═══ Listing

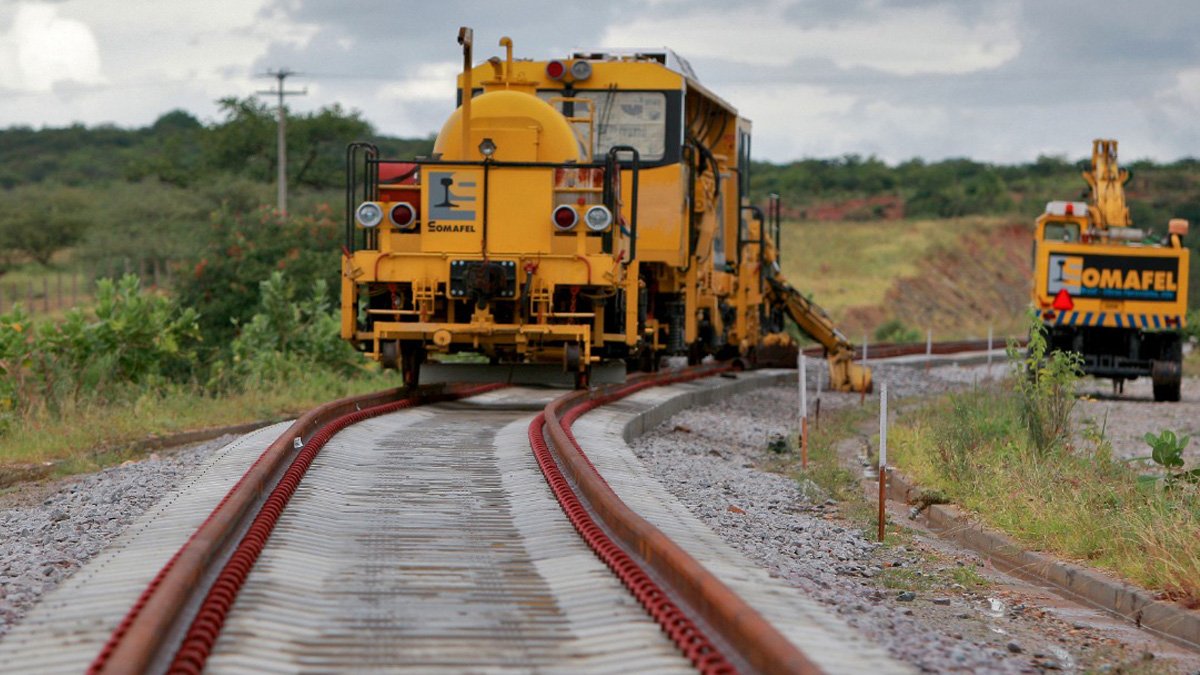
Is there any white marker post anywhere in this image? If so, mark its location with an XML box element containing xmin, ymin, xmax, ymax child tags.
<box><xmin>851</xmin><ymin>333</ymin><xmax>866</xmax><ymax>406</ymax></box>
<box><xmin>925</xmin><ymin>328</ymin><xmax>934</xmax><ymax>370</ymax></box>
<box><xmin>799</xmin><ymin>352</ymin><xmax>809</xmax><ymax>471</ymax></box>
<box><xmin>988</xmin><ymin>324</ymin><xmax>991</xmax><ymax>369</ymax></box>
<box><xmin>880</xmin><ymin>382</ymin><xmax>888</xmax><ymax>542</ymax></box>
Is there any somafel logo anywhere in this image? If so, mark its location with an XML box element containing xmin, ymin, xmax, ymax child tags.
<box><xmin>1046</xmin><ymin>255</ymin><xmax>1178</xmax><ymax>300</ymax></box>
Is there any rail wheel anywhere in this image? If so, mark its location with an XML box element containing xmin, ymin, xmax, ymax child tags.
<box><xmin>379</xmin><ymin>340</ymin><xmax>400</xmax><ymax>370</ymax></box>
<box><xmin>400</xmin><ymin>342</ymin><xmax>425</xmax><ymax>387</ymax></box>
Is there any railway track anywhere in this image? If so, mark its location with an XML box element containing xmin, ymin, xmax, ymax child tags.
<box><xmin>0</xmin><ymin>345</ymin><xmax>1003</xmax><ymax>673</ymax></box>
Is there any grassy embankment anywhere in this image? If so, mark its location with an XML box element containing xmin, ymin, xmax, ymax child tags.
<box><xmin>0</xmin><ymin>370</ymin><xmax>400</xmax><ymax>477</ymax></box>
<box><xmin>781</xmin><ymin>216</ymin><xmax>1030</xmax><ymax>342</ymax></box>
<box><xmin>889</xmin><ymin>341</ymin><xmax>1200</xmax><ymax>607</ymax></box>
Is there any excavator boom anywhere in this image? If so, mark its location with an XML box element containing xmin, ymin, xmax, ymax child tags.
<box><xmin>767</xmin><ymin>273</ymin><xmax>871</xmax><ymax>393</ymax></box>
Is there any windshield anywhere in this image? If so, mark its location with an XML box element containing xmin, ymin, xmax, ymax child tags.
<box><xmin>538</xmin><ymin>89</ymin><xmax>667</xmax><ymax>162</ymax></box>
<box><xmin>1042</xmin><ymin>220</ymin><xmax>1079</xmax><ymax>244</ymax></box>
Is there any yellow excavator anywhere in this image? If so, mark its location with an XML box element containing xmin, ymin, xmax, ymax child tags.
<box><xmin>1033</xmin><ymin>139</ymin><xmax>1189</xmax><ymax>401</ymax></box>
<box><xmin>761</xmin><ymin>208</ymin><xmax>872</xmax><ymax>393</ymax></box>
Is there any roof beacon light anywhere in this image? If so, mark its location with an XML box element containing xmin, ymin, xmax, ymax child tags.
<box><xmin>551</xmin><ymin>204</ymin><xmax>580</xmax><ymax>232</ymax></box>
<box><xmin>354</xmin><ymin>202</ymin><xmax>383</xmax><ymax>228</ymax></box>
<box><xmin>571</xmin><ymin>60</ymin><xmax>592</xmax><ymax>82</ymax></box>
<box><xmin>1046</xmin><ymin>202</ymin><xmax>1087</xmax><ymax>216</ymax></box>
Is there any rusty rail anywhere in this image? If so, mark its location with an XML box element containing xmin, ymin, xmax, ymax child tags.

══════

• The request: Count the lines of the material above that contain the string "excavator", and give only that number.

• Solution for this problem: 2